━━ RECORDS TO USE
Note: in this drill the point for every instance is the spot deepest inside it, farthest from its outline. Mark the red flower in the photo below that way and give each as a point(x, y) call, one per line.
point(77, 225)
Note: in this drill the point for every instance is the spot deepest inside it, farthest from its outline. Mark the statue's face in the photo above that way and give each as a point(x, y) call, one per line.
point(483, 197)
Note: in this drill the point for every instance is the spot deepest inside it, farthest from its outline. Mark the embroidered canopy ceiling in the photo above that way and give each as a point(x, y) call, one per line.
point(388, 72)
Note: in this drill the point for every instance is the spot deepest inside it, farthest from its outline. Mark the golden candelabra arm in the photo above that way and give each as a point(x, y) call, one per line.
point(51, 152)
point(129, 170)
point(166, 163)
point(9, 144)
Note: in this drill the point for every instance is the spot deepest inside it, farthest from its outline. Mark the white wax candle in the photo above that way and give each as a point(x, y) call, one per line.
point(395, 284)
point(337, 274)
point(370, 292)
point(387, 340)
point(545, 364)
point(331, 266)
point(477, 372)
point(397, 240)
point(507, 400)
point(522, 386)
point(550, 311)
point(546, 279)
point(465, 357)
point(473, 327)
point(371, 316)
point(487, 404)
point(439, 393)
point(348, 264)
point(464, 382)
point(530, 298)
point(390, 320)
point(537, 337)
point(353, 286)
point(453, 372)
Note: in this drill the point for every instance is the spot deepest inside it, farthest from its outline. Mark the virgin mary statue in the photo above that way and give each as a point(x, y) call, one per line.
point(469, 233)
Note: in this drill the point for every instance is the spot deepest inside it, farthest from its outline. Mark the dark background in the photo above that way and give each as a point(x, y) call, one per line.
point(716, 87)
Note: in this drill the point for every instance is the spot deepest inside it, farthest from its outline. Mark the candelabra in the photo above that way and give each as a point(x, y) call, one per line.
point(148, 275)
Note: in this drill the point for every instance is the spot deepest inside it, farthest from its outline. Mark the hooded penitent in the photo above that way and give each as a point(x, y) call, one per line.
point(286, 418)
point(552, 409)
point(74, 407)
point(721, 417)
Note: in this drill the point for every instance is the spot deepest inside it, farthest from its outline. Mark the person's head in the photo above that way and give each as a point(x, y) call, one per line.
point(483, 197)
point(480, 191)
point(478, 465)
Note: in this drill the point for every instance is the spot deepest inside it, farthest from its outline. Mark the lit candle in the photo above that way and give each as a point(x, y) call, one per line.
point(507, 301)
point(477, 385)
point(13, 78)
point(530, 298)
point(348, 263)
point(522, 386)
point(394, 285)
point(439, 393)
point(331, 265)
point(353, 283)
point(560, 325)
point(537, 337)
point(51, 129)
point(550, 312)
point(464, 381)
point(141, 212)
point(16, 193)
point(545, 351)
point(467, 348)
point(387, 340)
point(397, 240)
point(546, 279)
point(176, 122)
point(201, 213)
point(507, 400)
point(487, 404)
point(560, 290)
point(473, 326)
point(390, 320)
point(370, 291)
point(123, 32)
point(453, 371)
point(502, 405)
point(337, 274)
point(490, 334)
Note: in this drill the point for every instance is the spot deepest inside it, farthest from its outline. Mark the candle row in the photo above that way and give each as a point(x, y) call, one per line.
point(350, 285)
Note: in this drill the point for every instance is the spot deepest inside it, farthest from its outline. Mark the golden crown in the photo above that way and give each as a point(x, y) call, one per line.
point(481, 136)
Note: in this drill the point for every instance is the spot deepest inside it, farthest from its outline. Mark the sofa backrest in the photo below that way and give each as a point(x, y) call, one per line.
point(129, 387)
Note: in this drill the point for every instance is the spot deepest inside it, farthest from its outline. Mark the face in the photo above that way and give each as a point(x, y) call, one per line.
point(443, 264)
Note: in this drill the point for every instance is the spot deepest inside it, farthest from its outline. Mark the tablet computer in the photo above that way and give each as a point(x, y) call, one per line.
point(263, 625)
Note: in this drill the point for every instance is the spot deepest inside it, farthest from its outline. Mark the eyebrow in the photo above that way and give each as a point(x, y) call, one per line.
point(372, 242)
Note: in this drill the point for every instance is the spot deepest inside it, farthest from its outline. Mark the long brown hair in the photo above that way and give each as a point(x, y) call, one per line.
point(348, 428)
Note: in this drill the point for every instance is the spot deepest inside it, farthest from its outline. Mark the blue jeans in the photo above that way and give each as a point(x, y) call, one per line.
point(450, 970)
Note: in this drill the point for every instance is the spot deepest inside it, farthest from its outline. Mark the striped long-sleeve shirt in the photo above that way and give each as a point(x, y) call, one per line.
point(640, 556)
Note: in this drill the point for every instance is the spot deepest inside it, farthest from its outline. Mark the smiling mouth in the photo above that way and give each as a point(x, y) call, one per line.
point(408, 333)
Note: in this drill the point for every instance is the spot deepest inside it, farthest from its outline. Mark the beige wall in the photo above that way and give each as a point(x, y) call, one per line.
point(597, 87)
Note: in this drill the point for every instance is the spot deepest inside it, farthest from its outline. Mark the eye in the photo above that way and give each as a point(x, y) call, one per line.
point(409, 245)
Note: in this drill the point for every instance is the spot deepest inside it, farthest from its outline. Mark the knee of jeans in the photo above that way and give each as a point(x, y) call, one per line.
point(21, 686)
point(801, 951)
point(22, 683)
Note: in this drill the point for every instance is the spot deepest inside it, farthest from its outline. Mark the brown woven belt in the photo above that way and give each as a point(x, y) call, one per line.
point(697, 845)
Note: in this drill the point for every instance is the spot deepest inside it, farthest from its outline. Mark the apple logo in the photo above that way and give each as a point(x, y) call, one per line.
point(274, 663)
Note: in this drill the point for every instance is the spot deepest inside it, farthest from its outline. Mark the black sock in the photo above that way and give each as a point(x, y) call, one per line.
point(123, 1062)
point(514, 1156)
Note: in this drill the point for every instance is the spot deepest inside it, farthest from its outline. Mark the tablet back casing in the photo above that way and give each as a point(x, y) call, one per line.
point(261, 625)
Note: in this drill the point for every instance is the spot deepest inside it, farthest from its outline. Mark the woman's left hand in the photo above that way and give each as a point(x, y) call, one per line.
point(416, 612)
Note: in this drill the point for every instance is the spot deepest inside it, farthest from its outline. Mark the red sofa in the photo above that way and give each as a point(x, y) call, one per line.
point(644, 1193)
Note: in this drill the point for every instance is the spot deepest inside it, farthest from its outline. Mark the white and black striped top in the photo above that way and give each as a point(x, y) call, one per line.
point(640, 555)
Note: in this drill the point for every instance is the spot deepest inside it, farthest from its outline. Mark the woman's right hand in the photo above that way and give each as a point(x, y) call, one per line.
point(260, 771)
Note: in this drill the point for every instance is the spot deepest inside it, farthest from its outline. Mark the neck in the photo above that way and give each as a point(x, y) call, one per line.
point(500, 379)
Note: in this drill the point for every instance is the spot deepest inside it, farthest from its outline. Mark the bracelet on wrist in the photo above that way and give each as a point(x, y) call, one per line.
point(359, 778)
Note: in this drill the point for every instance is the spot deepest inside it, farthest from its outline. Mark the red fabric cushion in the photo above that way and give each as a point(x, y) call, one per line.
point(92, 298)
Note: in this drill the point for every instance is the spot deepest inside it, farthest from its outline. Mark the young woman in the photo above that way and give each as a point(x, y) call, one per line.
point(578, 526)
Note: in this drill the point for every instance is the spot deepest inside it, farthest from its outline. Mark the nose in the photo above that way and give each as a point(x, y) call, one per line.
━━━━
• **WHAT YOU ARE ASKED TO DO**
Copy the records above again, requests included, for the part that opens with the line containing "Mark the virgin" and closes with the line containing "point(469, 233)". Raise every coordinate in the answers by 141.

• **WORKED ANSWER**
Note: in this drill the point for every instance is the spot deepest inside it, farthest from its outline. Mark the virgin mary statue in the photo above that way and give each as a point(x, y) call, one per line.
point(610, 374)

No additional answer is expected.